### Problem:
Every entry should be repeated exactly as written.

### Provided material:
------

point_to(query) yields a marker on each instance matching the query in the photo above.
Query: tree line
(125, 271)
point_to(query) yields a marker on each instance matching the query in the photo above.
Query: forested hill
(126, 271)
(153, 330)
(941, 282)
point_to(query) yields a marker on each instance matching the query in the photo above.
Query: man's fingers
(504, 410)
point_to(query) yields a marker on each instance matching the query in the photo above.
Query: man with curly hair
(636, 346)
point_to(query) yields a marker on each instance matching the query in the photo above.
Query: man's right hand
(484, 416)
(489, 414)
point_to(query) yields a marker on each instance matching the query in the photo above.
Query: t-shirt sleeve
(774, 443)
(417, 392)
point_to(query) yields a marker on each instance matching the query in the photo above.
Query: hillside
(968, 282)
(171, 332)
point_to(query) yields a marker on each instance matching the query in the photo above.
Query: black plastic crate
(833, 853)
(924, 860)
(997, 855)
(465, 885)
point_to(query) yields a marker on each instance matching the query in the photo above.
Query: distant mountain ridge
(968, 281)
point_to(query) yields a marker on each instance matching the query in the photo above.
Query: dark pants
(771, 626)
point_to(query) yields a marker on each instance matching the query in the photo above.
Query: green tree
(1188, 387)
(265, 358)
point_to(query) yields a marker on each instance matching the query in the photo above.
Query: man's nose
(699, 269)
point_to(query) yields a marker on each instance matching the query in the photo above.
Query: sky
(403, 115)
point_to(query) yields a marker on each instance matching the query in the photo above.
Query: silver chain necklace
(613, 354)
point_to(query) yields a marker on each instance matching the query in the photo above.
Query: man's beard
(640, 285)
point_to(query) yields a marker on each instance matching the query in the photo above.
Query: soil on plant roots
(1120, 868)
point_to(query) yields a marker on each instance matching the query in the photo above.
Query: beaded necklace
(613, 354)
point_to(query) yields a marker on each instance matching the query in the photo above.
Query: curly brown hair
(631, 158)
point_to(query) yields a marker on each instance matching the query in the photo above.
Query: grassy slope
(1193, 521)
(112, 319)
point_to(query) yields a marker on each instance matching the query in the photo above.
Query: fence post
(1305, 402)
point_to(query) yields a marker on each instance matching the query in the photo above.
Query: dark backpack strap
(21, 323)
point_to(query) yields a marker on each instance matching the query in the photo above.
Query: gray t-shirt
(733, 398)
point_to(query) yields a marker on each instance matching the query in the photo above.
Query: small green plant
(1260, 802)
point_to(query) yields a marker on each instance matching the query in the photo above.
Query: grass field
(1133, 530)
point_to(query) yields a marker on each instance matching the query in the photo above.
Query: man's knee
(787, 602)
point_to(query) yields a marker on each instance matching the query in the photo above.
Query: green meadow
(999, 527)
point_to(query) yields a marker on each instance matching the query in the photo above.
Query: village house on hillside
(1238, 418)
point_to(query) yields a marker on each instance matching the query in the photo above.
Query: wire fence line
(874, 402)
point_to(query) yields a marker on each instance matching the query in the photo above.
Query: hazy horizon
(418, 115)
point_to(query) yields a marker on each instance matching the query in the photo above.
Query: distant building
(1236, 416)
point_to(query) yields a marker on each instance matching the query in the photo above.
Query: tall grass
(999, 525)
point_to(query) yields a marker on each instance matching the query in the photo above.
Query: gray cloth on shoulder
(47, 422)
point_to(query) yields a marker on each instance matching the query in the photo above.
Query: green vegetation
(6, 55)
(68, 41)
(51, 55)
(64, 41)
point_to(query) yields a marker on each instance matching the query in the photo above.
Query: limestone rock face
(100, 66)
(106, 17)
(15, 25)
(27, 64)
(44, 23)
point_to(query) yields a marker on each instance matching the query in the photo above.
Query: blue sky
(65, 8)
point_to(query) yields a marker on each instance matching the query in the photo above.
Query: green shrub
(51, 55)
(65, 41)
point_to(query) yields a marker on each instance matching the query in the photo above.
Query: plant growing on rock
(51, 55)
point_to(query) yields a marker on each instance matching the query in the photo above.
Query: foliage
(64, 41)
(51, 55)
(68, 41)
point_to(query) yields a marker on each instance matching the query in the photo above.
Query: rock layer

------

### Solution below:
point_to(query) yields a marker on each instance matching the query in the photo above.
Query: tree line
(125, 271)
point_to(query) yields a marker on each instance matching the query in the photo above.
Query: forested hill
(126, 271)
(153, 330)
(941, 282)
point_to(query) yields a marker on each instance matching the query in the photo above.
Query: man's fingers
(504, 410)
point_to(query) yields a marker on each instance matching the query in the photo above.
Query: man with curly hair
(636, 346)
point_to(query) yields a marker on each instance matching the query in the photo above.
Query: man's right hand
(484, 416)
(489, 414)
point_to(query) yields a marker on each instance matching the query in the photo above.
Query: t-shirt sleeve
(774, 443)
(417, 392)
point_to(query) yields a marker on each instance matching the query in the photo above.
Query: hillside
(968, 282)
(171, 332)
point_to(query) yields a marker on each instance matching the query in the photo above.
Query: black plastic crate
(833, 853)
(924, 860)
(997, 855)
(465, 885)
point_to(query) yields a marker on each instance matching the query in the photo above.
Query: distant mountain ridge
(968, 281)
point_to(query) yields a marker on each instance matching the query in the photo above.
Query: dark pants
(771, 626)
point_to(query) yields a marker on each instance matching the query in the photo above.
Query: green tree
(1188, 387)
(265, 358)
point_to(query) yields a marker on each instance matching the query in the photo above.
Query: man's nose
(699, 269)
point_to(query) yields a marker on each instance matching the query in the photo above.
Query: sky
(403, 115)
point_to(query) yields a marker on each instance matching the query in the photo above.
Query: silver chain necklace
(613, 354)
point_to(query) yields a marker on each instance matching the query in the photo above.
Query: man's beard
(640, 285)
point_to(query) yields a marker on each instance matching the query in the photo above.
Query: soil on plant roots
(1120, 868)
point_to(query) yields a marker on each instance matching the query in the photo above.
Query: beaded necklace
(613, 354)
point_to(query) yields a marker on each instance matching the query in the photo above.
Query: curly brown hair
(631, 158)
point_to(query) yields a marker on each instance matching the query in the photo above.
Query: grassy slope
(1193, 521)
(112, 319)
point_to(query) yields a marker on each instance matching the query in the photo above.
Query: fence post
(1305, 402)
point_to(query) yields a marker on each instance matching the query in the photo above.
Query: dark backpack strap
(21, 323)
point_to(query) yields a marker on each instance matching the query in the photo above.
Query: gray t-shirt
(733, 398)
point_to(query) yields a marker on each instance matching the query in the photo above.
Query: small green plant
(1260, 802)
point_to(query) yields a marker on each instance matching the query in the photo above.
Query: grass field
(1133, 530)
point_to(query) yields a marker on each instance matching the query in the photo above.
Query: man's knee
(787, 602)
point_to(query) yields a marker on each instance matching the query in the photo above.
Query: green meadow
(999, 527)
point_to(query) yields a marker on each instance matching the query in the photo above.
Query: village house on hillside
(1238, 418)
point_to(query) yields a marker on each instance matching the query in the photo above.
Query: wire fence line
(874, 402)
point_to(query) yields a marker on each instance matching the query in the photo above.
Query: hazy horizon
(418, 115)
point_to(query) yields a marker on each instance matching the query in the photo above.
Query: distant building
(1236, 416)
point_to(query) yields a marker on each instance matching the query in the photo above.
Query: tall grass
(999, 525)
point_to(query) yields a marker on each instance matching the query in the photo above.
Query: gray cloth on shoulder
(47, 422)
point_to(query) yields a marker on each instance matching the query in the photo above.
Query: green vegetation
(6, 55)
(68, 41)
(51, 55)
(64, 41)
point_to(query) yields a marker on each instance matching the query in the photo above.
Query: limestone rock face
(100, 66)
(106, 17)
(15, 25)
(27, 64)
(44, 23)
point_to(query) yields a marker on each instance matching the query in the photo above.
Query: blue sky
(65, 8)
point_to(query) yields a marker on each instance matching the query in the photo above.
Query: green shrub
(51, 55)
(65, 41)
point_to(query) yields a marker on each instance matching the query in the photo above.
Query: plant growing on rock
(51, 55)
point_to(query) yields a marker on each instance matching the query in the photo above.
Query: foliage
(64, 41)
(51, 55)
(68, 41)
point_to(query) yields a marker on each instance matching the query in the photo above.
Query: rock layer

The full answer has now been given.